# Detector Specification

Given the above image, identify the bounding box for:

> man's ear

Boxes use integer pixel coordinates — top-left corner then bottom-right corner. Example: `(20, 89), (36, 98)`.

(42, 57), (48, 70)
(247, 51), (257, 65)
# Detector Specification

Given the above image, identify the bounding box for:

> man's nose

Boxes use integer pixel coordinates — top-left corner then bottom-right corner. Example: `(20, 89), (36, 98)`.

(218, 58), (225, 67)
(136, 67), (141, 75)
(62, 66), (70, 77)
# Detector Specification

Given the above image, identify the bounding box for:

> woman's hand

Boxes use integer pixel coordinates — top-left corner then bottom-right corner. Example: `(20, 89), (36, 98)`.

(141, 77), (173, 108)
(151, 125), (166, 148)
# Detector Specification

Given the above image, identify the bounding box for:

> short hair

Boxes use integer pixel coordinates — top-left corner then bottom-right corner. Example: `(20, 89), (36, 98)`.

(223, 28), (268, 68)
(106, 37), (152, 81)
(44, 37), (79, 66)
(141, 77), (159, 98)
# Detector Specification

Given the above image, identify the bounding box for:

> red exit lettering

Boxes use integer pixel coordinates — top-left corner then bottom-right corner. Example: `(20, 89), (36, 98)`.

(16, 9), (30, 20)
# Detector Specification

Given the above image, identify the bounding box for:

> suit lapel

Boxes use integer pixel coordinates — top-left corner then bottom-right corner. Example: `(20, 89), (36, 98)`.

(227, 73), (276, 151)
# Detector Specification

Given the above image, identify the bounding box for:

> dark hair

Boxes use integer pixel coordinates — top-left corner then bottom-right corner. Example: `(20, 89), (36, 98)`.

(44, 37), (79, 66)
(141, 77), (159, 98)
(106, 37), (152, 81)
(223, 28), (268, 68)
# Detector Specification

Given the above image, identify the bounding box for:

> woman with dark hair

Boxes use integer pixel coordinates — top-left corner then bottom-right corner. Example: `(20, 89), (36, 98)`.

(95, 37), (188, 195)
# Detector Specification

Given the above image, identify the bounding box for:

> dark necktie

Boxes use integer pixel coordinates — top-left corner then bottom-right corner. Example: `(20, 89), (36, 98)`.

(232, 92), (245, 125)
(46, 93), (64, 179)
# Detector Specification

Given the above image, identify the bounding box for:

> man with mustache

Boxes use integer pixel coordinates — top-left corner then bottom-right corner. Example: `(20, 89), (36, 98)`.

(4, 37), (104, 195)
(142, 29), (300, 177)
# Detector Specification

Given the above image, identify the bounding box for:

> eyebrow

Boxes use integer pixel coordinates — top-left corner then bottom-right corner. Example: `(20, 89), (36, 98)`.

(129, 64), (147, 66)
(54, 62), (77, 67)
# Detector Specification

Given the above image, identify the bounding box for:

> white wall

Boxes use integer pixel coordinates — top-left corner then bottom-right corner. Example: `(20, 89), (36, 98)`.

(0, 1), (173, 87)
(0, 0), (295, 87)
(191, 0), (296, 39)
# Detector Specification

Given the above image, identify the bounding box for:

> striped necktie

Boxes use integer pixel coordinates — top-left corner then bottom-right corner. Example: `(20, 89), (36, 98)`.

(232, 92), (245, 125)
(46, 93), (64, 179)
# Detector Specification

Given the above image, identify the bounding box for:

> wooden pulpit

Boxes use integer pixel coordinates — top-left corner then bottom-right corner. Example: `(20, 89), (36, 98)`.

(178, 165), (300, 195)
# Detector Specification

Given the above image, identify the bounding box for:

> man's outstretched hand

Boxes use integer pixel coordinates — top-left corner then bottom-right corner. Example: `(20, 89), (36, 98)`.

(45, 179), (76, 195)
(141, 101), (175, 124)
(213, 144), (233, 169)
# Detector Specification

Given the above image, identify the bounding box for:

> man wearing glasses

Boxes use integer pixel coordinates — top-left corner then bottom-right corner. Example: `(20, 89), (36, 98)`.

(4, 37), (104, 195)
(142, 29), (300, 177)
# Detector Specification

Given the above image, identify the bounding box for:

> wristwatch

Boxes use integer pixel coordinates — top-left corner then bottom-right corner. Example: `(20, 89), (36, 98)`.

What this task involves:
Write out the lines from the very first one through the line containing "(95, 37), (188, 195)", changing every "dark hair" to "black hair" and leaving all else as it is.

Result of this task:
# Detector Specification

Given the above image, identify the bounding box for:

> man's ear

Boxes use integer pixel coordinates — top-left corner then bottom-right corner. Example: `(20, 89), (36, 98)`.

(42, 57), (48, 70)
(247, 51), (257, 65)
# Detector Specification

Given the above image, identify the bounding box for:

> man's nose

Boxes use integer pixel coordinates — top-left corner then bottom-right corner. Example: `(20, 89), (36, 98)`.

(218, 58), (225, 67)
(136, 67), (141, 75)
(62, 66), (70, 77)
# Detector Specification

Given the above image, identify the bounding box for:

> woman's hand

Boxes use integer pixel coordinates — top-left corner then bottom-right corner. Example: `(20, 89), (36, 98)`.

(141, 77), (173, 108)
(151, 125), (166, 148)
# Detector Specification

Given the above image, identify the bounding box for:

> short hair

Boxes use integer pixel coordinates — top-left corner then bottom-right corner. Example: `(20, 89), (36, 98)`.

(223, 28), (268, 68)
(106, 37), (152, 81)
(44, 37), (79, 66)
(141, 77), (159, 98)
# Detector Specification

Given the above image, identify the bounding box for:

> red exit lettering

Boxes use integer pixel coordinates — top-left corner then bottom-right corner. Example: `(20, 89), (36, 98)`.

(16, 9), (30, 20)
# Detector Specification

Given the above image, identify the bounding box for:

> suit lapel

Boxes use integer pixel coordinates — top-left corner then bottom-right corner. Example: `(20, 89), (36, 98)`.

(227, 73), (276, 151)
# Detector Specification

Given the above image, identify the bounding box for:

> black hair

Boxes use integer pixel coordinates — top-left corner then bottom-right corner. Example: `(20, 89), (36, 98)`.

(44, 37), (79, 66)
(141, 77), (159, 98)
(106, 37), (152, 81)
(223, 28), (268, 68)
# Detector Specification

Given the above image, identify the bounding box for:

> woman with black hair

Boxes use integer pixel coordinates — top-left corner then bottom-right corner. Example: `(20, 89), (36, 98)`.

(95, 37), (188, 195)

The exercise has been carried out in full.